§ **Activity A**:
Answer these questions using the passage on historical birth control methods:
(i) According to its user manual, what should one of the oldest known condoms be soaked in before use?
(ii) Which ancient people used opium for birth control?
(iii) By what century had most people realized that dried turds and hard metals did not belong in a woman's lady parts?
§ **Activity B**:
In the passage on historical birth control methods, copy the text between "You know what" and "opium thrown in.", inclusive. In that copy, substitute "fashion" for "style".
§ **Activity C**:
Resume the passage on historical birth control methods from its last line and carry it forward in the same voice.

§ **Passage shown**:
=======
Condoms are not, as you'd suspect, the result of some drunken man looking at a party balloon and getting an idea. The idea of wrapping one's wang for delivery has been around for ages, long before latex, Saran Wrap and tube socks were viable options.

Back then, animal intestines were the order of the day, most likely because somebody was making sausage and made the logical connection. One of the oldest known condoms is made from a pig intestine and even has a user manual that suggests soaking it in warm milk before use, probably because just humping with a pig intestine was only half gross, but if you could somehow include sour milk in the mix well, that'd put it right over the top.

Again, you have to remember that ancient civilizations existed mainly to disgust the future.

#4.
Diaphragms of Opium

You know what else will never go out of style? Opium. Long before recorded history, there have been segments of the population who decided that everything could be made a little better with a little bit of opium thrown in.

This includes the people of ancient Sumatra, who figured they might as well use it for birth control. So, they'd take a sticky wad of opium and, you know--wedge it in there. Now, we hesitate to even include this because we have a feeling right now there is some dude at his computer, gel in his hair and three buttons open on his shirt, reading this and suddenly having an awesome idea for Saturday night.

PLEASE DO NOT DO THIS. We don't know what the side effects are, let's just assume they're unimaginable and move on with our lives.

#3.
Lemons

By the 1700s, most had realized that dried turds and hard metals probably had no rightful place in a woman's lady parts. That's when some enterprising man or woman looked at a lemon half, and got an idea. OK, it was probably a man.

"Honey! I'm going to try something here ... "
=======
(Collection entries)
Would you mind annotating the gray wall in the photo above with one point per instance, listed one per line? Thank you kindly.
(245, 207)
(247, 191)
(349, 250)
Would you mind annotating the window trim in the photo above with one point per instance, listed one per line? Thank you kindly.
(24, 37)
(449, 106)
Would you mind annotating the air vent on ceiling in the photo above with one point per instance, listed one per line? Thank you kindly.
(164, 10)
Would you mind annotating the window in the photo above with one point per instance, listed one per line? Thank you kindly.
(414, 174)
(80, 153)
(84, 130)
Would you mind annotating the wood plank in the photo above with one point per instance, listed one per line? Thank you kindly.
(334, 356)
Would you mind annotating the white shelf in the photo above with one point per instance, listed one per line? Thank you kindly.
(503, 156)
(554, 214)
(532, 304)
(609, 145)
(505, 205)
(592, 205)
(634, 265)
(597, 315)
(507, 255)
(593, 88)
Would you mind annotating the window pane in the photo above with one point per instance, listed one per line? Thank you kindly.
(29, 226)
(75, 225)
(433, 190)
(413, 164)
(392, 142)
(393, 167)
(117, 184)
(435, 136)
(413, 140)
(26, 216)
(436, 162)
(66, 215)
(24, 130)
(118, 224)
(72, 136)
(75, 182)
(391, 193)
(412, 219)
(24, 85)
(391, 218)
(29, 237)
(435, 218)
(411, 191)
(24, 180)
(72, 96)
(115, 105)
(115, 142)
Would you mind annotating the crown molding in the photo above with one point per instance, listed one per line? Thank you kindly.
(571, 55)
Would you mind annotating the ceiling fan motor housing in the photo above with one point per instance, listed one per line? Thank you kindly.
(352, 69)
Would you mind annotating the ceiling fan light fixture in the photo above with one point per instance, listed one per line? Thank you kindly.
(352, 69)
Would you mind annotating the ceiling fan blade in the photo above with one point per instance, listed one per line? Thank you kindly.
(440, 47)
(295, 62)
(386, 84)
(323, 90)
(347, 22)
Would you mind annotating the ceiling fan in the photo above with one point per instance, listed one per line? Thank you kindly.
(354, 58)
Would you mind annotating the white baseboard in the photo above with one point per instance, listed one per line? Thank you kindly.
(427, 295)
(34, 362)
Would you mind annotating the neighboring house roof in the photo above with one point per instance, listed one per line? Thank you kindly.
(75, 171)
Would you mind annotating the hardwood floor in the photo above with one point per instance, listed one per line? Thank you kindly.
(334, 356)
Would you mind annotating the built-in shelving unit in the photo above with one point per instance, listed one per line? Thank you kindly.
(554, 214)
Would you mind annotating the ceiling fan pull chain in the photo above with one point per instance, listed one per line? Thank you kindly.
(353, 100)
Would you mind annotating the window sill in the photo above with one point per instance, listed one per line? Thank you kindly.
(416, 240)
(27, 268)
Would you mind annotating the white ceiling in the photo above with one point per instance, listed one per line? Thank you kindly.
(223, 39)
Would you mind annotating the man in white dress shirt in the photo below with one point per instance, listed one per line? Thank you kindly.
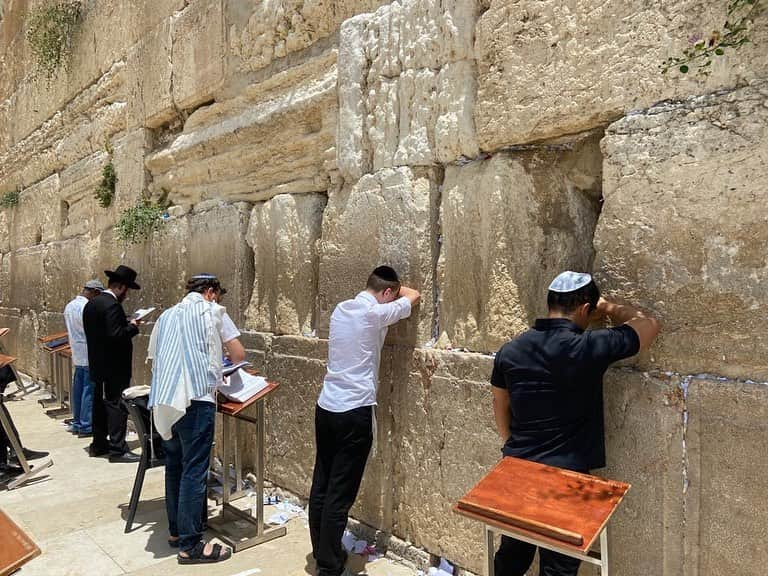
=======
§ **Reply A**:
(i) Warm milk
(ii) The people of ancient Sumatra
(iii) The 1700s

§ **Reply B**:
You know what else will never go out of fashion? Opium. Long before recorded history, there have been segments of the population who decided that everything could be made a little better with a little bit of opium thrown in.

§ **Reply C**:
The shape would act as a diaphragm and (though the inventor may not have even known this) the acid in the citrus would kill the sperm. And the scent would be just like a freshly cleaned bathroom each and every time! Considering what they were using before that, the guy who came up with it probably won a Nobel prize.

As a bonus, the various shapes and sizes of citrus meant it was great for every woman, though it probably made for some awkward moments with the fruit seller.

#2.
Blacksmith water

Nothing says "baby-free" or "massive brain damage" quite like drinking filthy, toxic sludge--a theory proved positive by the childless, Listerine-drinking hobo who lives by the dumpster out back.

Dating way back to ancient Greece and spanning a good 1,800 years of human history is the idea that drinking the water a blacksmith used to cool the materials he was working with would stop you from getting pregnant. Though it's not really known why anyone believed this, the idea that the water contained lead is a strong possibility as even up through the first World War, women were volunteering to work in factories with lead just so it would keep them sterile.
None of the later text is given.